--- LISTED ENTRIES ---

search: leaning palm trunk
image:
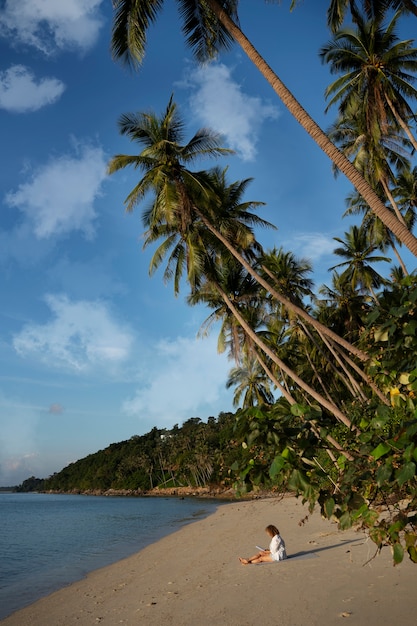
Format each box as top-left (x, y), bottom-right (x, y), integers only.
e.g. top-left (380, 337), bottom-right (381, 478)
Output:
top-left (381, 178), bottom-right (407, 226)
top-left (387, 234), bottom-right (409, 276)
top-left (194, 207), bottom-right (369, 361)
top-left (301, 322), bottom-right (390, 406)
top-left (255, 352), bottom-right (353, 460)
top-left (385, 94), bottom-right (417, 152)
top-left (207, 0), bottom-right (417, 256)
top-left (214, 283), bottom-right (360, 434)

---

▶ GIVEN PROBLEM
Could you edit all the records above, replacing "leaning palm trunk" with "tilted palm trunk" and keeping everything else the same? Please leave the pictures out of your answer.

▶ RESULT
search: tilted palm trunk
image:
Format each box as top-left (x, y), bottom-right (x, y), integers only.
e.g. top-left (380, 337), bottom-right (381, 478)
Output:
top-left (381, 178), bottom-right (407, 226)
top-left (387, 234), bottom-right (409, 276)
top-left (194, 207), bottom-right (369, 361)
top-left (301, 322), bottom-right (390, 406)
top-left (255, 352), bottom-right (353, 460)
top-left (385, 94), bottom-right (417, 152)
top-left (207, 0), bottom-right (417, 256)
top-left (214, 283), bottom-right (360, 434)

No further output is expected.